START Records provided

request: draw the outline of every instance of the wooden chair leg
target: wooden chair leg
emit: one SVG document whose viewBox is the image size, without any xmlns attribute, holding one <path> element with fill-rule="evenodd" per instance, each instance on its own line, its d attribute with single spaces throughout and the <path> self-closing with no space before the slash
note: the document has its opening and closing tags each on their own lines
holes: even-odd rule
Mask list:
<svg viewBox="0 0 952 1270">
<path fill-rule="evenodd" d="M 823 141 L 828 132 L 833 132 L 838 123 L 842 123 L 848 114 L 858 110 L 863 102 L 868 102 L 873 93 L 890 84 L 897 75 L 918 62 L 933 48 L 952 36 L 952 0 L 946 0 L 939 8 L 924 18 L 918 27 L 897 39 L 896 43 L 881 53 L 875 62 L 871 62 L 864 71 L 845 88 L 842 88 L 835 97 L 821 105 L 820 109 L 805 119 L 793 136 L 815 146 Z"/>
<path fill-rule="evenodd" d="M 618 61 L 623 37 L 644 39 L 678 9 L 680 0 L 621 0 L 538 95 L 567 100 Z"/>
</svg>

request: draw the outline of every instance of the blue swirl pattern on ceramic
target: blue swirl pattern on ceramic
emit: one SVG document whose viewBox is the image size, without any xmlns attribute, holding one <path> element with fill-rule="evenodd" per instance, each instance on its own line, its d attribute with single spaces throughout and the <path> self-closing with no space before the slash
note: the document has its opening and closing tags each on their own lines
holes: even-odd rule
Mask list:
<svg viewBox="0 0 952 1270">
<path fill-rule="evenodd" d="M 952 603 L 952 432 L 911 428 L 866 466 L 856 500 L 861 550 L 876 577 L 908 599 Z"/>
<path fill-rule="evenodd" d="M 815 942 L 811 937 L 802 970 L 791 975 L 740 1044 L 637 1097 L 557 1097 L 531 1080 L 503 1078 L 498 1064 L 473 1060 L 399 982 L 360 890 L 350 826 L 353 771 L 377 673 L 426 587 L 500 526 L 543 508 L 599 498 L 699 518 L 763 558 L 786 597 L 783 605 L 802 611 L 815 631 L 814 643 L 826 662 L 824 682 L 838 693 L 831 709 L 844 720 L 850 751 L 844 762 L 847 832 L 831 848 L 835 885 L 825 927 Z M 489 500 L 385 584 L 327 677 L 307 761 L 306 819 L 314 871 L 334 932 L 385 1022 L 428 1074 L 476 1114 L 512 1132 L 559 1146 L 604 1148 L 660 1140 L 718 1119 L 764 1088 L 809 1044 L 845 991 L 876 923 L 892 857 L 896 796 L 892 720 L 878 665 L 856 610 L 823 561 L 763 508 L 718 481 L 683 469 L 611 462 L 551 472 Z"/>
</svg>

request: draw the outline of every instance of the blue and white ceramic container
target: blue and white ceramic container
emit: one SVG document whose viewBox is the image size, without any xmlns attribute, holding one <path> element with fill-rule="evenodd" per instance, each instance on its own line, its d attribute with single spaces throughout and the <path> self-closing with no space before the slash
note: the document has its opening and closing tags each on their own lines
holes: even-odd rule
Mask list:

END Records provided

Put the lines of the data into a Markdown table with the columns n (row number) and Line, skipping any blank lines. Begin at the line that contains "request: draw the outline of every instance of the blue swirl" and stop after the line that contains "target: blue swirl pattern on ceramic".

| n | Line |
|---|---|
| 1 | request: draw the outline of every instance of the blue swirl pattern on ceramic |
| 2 | target: blue swirl pattern on ceramic |